REQUEST – Copy each of the records below word for word, omitting the pictures from your answer.

RECORDS FOR THIS TASK –

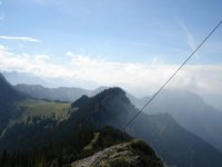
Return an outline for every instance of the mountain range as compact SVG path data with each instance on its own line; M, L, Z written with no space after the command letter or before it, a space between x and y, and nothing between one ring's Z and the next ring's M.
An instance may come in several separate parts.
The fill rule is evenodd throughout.
M60 101L74 101L82 95L92 97L107 87L94 90L80 88L44 88L34 85L17 85L14 88L32 98ZM128 98L138 108L142 108L150 97ZM222 112L206 105L203 99L188 90L164 90L144 109L148 114L170 114L186 130L198 135L222 151Z
M1 82L6 84L6 79L2 79ZM11 85L8 85L8 87L14 92L19 92ZM47 149L49 150L48 156L53 157L50 159L51 163L56 160L60 164L63 160L72 165L75 164L73 161L78 160L79 156L81 158L84 157L81 156L82 148L93 140L93 134L97 129L100 131L105 126L122 129L129 119L139 111L121 88L105 89L92 97L83 95L72 104L27 98L14 100L13 104L20 111L20 117L19 119L11 119L14 124L0 138L0 150L8 149L11 153L23 150L31 153L29 155L41 153L47 156L48 151L43 154ZM62 107L57 112L53 112L54 105ZM48 109L44 109L46 106ZM44 111L41 112L42 110ZM47 112L50 112L50 115L47 115ZM58 112L63 112L63 115L58 117ZM143 139L168 166L216 167L222 165L221 151L184 129L169 114L147 115L142 112L127 128L125 132ZM118 144L117 140L112 144ZM60 155L59 150L61 149L64 153L70 151L68 144L72 146L72 149L77 148L73 151L78 154L71 151L65 156ZM104 146L108 147L110 145L105 144ZM102 149L105 149L105 147L102 147ZM44 151L42 153L42 150ZM99 148L95 150L99 150ZM92 153L95 154L95 150L93 149ZM69 156L72 158L68 158ZM4 157L4 154L2 154L2 157ZM60 158L57 159L54 157ZM29 157L28 159L32 158ZM48 163L50 160L48 159ZM44 161L47 160L44 159ZM94 163L97 164L97 161Z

WRITTEN RESPONSE –
Return an outline for every instance of the mountain range as compact SVG path data with each instance on its own line; M, L, Z written with no space after the command letter or before it, a space between x and y, and nothing between one ring's Z and the next ring's M.
An instance may come in several separate parts.
The fill rule is evenodd throughout.
M60 101L74 101L82 95L92 97L107 87L94 90L80 88L44 88L34 85L17 85L14 88L32 98ZM128 98L138 108L142 108L150 97ZM222 112L206 105L203 99L188 90L164 90L144 109L148 114L170 114L186 130L198 135L222 151Z
M1 82L6 84L6 79L2 79ZM11 85L8 85L8 87L14 92L19 92ZM47 149L49 150L48 156L53 157L50 159L51 163L56 160L60 164L63 160L72 165L75 164L73 161L78 160L79 156L81 158L84 157L81 156L82 148L93 140L93 134L97 129L100 131L105 126L122 129L129 119L139 111L121 88L105 89L92 97L83 95L72 104L27 98L14 100L13 104L20 111L20 117L19 119L11 119L14 124L0 138L0 150L8 149L11 153L23 150L31 153L29 155L41 153L47 156L48 151L43 154ZM62 107L57 112L53 112L54 105ZM48 109L44 109L46 106ZM44 111L41 112L42 110ZM47 112L50 112L50 115L47 115ZM58 112L63 112L63 115L58 117ZM143 139L168 166L216 167L222 165L221 151L184 129L169 114L147 115L142 112L127 128L125 132ZM118 144L117 140L112 144ZM60 155L59 150L61 149L64 153L70 151L68 144L72 146L72 149L77 148L73 151L78 154L71 151L65 156ZM104 146L108 147L110 145L105 144ZM102 149L105 149L105 147L102 147ZM44 151L42 153L42 150ZM99 148L95 150L99 150ZM92 153L95 154L95 150L93 149ZM69 156L72 158L68 158ZM4 157L4 154L2 154L2 157ZM60 158L57 159L54 157ZM29 157L28 159L32 158ZM48 163L50 160L48 159ZM44 161L47 160L44 159ZM94 163L97 164L97 161Z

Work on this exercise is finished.